- **Your goal**
Repeat exactly the lines from the line containing "Spot the white comforter, then" to the last line of the listing, including both.

- **Material for this task**
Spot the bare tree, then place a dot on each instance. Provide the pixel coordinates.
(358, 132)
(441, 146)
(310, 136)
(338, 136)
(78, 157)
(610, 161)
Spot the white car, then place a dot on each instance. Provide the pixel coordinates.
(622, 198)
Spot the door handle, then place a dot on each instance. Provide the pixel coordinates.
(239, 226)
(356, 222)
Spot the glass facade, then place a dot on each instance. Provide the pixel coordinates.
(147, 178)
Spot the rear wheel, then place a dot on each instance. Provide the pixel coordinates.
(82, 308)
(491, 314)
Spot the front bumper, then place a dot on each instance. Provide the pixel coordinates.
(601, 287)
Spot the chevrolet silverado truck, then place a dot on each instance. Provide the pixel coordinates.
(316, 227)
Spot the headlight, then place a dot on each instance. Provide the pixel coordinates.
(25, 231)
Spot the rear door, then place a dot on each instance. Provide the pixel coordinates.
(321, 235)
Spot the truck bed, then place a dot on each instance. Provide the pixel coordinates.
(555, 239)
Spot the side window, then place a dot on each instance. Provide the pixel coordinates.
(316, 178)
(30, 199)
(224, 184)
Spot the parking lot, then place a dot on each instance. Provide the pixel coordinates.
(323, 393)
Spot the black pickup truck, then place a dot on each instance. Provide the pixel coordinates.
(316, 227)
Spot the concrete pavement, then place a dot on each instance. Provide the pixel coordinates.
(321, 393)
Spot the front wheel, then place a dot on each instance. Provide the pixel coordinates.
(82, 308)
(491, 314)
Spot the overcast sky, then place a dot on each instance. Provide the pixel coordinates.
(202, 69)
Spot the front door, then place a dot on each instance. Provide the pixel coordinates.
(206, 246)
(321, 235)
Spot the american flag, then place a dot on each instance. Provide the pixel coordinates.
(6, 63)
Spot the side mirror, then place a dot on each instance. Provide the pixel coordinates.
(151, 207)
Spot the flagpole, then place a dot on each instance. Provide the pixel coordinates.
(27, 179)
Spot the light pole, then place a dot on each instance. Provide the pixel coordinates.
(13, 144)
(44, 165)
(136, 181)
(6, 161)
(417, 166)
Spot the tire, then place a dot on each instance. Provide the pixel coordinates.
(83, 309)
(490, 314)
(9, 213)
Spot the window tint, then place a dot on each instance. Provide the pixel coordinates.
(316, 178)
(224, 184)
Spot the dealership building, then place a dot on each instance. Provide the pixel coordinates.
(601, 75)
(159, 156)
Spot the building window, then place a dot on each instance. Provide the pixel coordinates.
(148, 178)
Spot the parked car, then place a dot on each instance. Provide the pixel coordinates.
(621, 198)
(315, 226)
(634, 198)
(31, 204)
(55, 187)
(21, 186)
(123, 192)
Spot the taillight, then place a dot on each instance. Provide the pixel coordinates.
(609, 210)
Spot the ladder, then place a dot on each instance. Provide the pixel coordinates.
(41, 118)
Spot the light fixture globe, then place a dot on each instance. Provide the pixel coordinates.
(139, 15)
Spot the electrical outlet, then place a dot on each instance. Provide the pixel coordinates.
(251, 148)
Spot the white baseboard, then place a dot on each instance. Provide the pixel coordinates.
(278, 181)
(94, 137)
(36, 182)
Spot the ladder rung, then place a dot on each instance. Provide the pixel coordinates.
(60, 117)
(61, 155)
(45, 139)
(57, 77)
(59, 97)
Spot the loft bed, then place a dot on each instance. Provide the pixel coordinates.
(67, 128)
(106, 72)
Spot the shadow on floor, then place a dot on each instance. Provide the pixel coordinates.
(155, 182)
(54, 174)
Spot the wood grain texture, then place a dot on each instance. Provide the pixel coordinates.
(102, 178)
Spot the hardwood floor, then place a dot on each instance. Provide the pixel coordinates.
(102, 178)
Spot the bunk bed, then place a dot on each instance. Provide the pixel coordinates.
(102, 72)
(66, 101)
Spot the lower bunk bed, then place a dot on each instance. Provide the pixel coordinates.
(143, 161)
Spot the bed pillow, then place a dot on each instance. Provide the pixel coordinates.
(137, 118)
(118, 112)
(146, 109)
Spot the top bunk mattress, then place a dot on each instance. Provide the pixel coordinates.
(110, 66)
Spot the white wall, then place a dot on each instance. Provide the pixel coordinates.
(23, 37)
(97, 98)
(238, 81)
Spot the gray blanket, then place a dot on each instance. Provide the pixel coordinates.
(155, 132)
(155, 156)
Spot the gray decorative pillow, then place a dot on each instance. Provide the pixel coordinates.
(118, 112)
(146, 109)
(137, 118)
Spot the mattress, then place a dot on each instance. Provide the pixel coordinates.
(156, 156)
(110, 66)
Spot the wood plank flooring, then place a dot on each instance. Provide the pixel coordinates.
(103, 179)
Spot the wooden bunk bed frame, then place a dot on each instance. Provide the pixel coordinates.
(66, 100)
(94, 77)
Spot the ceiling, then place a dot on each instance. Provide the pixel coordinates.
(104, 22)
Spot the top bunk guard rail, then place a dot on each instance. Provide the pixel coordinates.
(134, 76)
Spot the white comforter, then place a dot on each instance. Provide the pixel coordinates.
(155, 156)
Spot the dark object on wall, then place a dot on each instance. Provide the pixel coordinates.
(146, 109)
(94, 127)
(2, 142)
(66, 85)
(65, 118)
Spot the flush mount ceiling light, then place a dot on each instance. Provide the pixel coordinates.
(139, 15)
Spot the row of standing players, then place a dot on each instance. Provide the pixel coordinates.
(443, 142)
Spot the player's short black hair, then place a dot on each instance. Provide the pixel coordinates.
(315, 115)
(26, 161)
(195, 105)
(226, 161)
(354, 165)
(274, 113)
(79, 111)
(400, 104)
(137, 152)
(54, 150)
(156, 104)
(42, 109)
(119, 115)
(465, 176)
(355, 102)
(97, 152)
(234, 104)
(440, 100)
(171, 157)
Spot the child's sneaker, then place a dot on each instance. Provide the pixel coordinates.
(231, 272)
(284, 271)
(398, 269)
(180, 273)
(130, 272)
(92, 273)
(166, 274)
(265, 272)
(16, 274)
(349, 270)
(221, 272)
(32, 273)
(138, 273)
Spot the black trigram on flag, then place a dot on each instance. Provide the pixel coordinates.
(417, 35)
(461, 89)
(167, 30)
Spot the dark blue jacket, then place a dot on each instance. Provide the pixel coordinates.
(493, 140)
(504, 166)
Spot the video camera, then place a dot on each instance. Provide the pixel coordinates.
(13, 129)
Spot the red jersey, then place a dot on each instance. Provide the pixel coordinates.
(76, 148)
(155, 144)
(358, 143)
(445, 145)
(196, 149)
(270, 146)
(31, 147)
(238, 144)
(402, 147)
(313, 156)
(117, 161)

- **Task answer**
Spot the white comforter, then place a dot on each instance. Provide the pixel coordinates.
(155, 156)
Spot the dark object on wall, then place a dot on each instance. Provide the pixel coordinates.
(146, 109)
(94, 127)
(2, 142)
(66, 85)
(65, 118)
Spot the flush mount ceiling light, then place a dot on each instance. Provide the pixel coordinates.
(139, 15)
Spot the row of standing players, then place a dot on each instance. Provide the pixel coordinates.
(443, 142)
Spot the player's short black hair, then place a dot on each instance. Provide the pixel coordinates.
(315, 115)
(26, 161)
(195, 105)
(226, 161)
(354, 165)
(274, 113)
(79, 111)
(400, 104)
(137, 152)
(54, 150)
(156, 104)
(42, 109)
(119, 115)
(465, 176)
(355, 102)
(97, 152)
(234, 104)
(440, 100)
(171, 157)
Spot the child's sneaker, then place a dot on each instance. Provide the pixel coordinates.
(231, 272)
(284, 271)
(398, 269)
(180, 273)
(130, 272)
(92, 273)
(166, 274)
(265, 272)
(16, 274)
(349, 270)
(221, 272)
(32, 273)
(138, 273)
Spot the black trigram on flag, then place a dot on each instance. Provide the pixel coordinates.
(417, 35)
(461, 89)
(167, 30)
Spot the dark blue jacket, then place a dot on each instance. Provide the pixel coordinates.
(493, 140)
(504, 166)
Spot the video camera, then place a dot on each instance. Provide the pixel coordinates.
(13, 129)
Spot the red jersey, then place a dot on each instance. Provide the pixel coordinates.
(76, 148)
(155, 144)
(358, 143)
(445, 145)
(196, 149)
(270, 146)
(31, 147)
(238, 144)
(402, 147)
(313, 156)
(117, 161)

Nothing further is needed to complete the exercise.